Aim of the exercise: Repeat every line below exactly, word for word.

Records from a collection:
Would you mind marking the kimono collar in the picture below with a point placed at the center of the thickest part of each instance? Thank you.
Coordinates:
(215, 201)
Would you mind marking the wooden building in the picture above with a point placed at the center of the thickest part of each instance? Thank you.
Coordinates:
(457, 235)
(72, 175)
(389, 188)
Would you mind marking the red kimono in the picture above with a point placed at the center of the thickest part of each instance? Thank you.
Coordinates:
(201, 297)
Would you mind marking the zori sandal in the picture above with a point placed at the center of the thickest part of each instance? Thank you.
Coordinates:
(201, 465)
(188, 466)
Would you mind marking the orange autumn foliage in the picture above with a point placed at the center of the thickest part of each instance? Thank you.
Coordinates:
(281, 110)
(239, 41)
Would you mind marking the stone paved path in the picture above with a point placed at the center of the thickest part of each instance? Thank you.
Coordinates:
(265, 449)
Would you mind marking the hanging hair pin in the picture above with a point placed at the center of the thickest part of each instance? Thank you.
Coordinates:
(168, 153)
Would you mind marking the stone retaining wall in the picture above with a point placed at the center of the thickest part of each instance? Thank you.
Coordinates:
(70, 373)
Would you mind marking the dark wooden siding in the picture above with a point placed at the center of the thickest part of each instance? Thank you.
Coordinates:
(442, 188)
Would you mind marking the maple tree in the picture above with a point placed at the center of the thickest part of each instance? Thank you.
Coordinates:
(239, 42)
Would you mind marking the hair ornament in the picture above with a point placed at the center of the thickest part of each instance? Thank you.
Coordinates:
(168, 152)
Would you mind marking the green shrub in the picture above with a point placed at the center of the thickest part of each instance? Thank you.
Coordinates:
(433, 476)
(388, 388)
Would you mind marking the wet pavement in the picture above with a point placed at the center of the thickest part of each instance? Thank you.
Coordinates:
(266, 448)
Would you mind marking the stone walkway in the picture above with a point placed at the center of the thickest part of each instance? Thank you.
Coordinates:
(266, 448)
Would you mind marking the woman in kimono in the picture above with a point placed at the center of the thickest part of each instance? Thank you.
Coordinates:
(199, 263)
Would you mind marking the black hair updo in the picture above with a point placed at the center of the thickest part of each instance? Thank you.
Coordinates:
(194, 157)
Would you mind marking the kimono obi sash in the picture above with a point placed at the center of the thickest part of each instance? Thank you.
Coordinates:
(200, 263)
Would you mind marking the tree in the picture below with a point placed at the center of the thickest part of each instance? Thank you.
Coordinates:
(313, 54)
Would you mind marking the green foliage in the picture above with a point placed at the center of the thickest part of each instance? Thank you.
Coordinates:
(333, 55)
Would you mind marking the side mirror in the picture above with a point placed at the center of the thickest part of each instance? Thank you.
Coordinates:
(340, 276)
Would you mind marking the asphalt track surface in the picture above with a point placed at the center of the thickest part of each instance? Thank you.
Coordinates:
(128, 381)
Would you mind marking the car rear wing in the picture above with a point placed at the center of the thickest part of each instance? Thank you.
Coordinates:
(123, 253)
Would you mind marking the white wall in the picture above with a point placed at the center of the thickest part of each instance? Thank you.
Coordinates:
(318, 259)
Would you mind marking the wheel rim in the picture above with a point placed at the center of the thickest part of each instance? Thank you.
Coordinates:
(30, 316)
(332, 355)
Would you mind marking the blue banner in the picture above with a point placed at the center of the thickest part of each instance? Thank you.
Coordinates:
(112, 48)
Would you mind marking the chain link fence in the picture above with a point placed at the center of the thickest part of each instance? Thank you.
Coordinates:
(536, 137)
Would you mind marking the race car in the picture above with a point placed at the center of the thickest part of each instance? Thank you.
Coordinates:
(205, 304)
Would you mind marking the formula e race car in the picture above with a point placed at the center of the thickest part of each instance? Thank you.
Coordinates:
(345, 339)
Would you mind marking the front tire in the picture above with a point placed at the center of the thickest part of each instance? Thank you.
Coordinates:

Result of the task:
Would you mind marking the kimono collar in the picture below with a point placed at the center of the thickest part of each instance? Thank you.
Coordinates:
(215, 201)
Would you mind marking the wooden building in the picture above with a point placed at the center of the thickest part of each instance? Thank you.
Coordinates:
(457, 235)
(72, 175)
(389, 188)
Would you mind marking the red kimono in the picture above with a point placed at the center of the thickest part of each instance? Thank you.
Coordinates:
(201, 297)
Would you mind marking the zori sandal in the picture above with a point placed at the center of the thickest part of each instance? Thank you.
Coordinates:
(201, 465)
(188, 466)
Would you mind marking the orange autumn foliage in the picture above with a point placed at the center of the thickest part of each instance? Thank you.
Coordinates:
(281, 110)
(239, 41)
Would you mind marking the stone paved path in the picture above with a point placed at the center of the thickest part of each instance? Thank you.
Coordinates:
(265, 449)
Would you mind marking the hanging hair pin in the picture above with a point placed at the center of the thickest part of each instance? Thank you.
Coordinates:
(168, 153)
Would you mind marking the stone retaining wall in the picture above with a point placed at the center of the thickest part of each instance? Thank you.
Coordinates:
(70, 373)
Would you mind marking the dark wooden siding in the picture above with a point placed at the center of the thickest part of each instance? Thank you.
Coordinates:
(442, 188)
Would you mind marking the maple tree in the picture above with a point placed at the center of the thickest part of each instance? Thank you.
Coordinates:
(239, 42)
Would you mind marking the hair ornament in the picture above with a point placed at the center of the thickest part of each instance? Thank you.
Coordinates:
(168, 152)
Would you mind marking the green shrub in the picture above with a point placed at the center of the thickest part of each instance? Thank you.
Coordinates:
(433, 476)
(388, 388)
Would you mind marking the wet pavement in the picture above with a point placed at the center of the thickest part of each instance? Thank you.
Coordinates:
(266, 448)
Would you mind marking the stone walkway in the picture above with a point placed at the center of the thickest part of each instance? Thank you.
Coordinates:
(266, 448)
Would you mind marking the woman in kimono in the picture above with a point placed at the center of the thickest part of each instance? Thank you.
Coordinates:
(199, 263)
Would you mind marking the black hair updo in the picture above with a point placed at the center of the thickest part of each instance? Thank you.
Coordinates:
(194, 157)
Would you mind marking the kimono obi sash in the picture above with a point placed at the center of the thickest part of each instance? Thank you.
Coordinates:
(200, 263)
Would you mind marking the tree in the picture below with a point placed at the center of the thickest part of each instance? Thank you.
Coordinates:
(313, 54)
Would you mind marking the green foliage in the picture above with a point placed at the center of the thickest part of each instance? Thank you.
Coordinates:
(333, 55)
Would you mind marking the side mirror in the picture above with a point placed at the center of the thickest part of each instance? Thank you.
Coordinates:
(340, 276)
Would you mind marking the asphalt track surface in the picture above with a point placed at the center of the thickest part of each instance? Thank you.
Coordinates:
(128, 381)
Would you mind marking the car rear wing in the picture above with a point placed at the center of the thickest part of each instance? Thank you.
Coordinates:
(123, 253)
Would you mind marking the white wall in the picture above with a point placed at the center of the thickest part of each instance? Thank you.
Coordinates:
(318, 259)
Would you mind marking the wheel rim in the picture above with a point placed at the center of the thickest part of each instance? Thank you.
Coordinates:
(30, 316)
(332, 355)
Would you mind marking the blue banner in the picture above with a point placed at the center of the thickest part of each instance? Thank you.
Coordinates:
(112, 48)
Would you mind marking the chain link fence in the picture above with a point placed at the center of the thickest part of each instance? Thank you.
Coordinates:
(536, 137)
Would you mind marking the race car in the picture above with a point placed at the center of the thickest part of each instance? Thank you.
Coordinates:
(205, 304)
Would you mind marking the formula e race car in the picture above with a point placed at the center of the thickest part of each instance? Thank you.
Coordinates:
(345, 339)
Would you mind marking the front tire in the picture above with a point placed at the center of the thickest part of each instance? Thank you.
Coordinates:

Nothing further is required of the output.